--- start MATERIAL TO PROCESS ---
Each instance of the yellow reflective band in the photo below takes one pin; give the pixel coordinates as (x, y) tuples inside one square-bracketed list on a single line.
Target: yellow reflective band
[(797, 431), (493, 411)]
--- end MATERIAL TO PROCESS ---
--- start MATERIAL TO PROCESS ---
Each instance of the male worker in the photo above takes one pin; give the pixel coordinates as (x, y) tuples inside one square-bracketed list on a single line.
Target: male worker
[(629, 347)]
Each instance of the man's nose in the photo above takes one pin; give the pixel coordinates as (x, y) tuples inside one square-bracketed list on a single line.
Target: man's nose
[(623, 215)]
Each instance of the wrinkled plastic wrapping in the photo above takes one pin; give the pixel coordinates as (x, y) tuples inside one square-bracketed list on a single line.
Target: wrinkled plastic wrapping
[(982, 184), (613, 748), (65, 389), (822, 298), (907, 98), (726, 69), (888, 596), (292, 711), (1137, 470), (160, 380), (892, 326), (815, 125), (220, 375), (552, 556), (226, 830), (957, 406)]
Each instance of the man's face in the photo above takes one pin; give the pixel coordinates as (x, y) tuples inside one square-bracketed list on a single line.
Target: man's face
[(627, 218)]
--- end MATERIAL TO PROCESS ---
--- start MATERIAL TO PROCESS ---
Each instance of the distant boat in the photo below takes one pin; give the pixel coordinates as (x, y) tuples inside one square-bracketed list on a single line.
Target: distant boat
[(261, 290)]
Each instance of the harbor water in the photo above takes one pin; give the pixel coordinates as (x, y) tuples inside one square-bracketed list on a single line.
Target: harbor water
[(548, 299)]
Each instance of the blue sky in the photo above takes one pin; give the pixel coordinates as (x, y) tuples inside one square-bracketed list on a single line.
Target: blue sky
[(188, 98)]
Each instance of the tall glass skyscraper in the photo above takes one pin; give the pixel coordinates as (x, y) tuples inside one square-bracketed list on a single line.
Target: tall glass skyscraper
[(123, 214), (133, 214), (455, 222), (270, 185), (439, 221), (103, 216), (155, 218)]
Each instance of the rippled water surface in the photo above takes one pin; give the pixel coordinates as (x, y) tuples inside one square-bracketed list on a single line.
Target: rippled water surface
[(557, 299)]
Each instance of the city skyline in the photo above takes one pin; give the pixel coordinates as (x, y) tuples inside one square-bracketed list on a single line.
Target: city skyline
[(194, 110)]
--- end MATERIAL TO PROCESS ---
[DESCRIPTION OF THE TASK]: Can you rescale the stretch of entries from the line containing "Each instance of the tall" through the line containing "[(194, 110)]", both included, by repeating every line with the requests kept as they are and each coordinate in the answers multiplied by 2.05 and rounded to a whole number, with halves rounding up?

[EXERCISE RESPONSE]:
Each instance of the tall glass skyscraper in the photo above takes one pin; give the pixel coordinates as (x, y) tuples inside one square-bracketed list on a single line.
Target: tall glass skyscraper
[(252, 439), (273, 439), (933, 455), (554, 379), (900, 453), (211, 443), (318, 447)]
Each instance of the rippled water surface in the photo above takes one pin; give the pixel coordinates as (x, y) tuples inside one square-bracketed list on a single line.
Target: rippled water surface
[(1142, 613)]
Each instance of the city skyline in the photo above takes one pin; give the pixel coordinates as (x, y) tuples inside one square-bracketed list on a single line.
Target: city skyline
[(398, 226)]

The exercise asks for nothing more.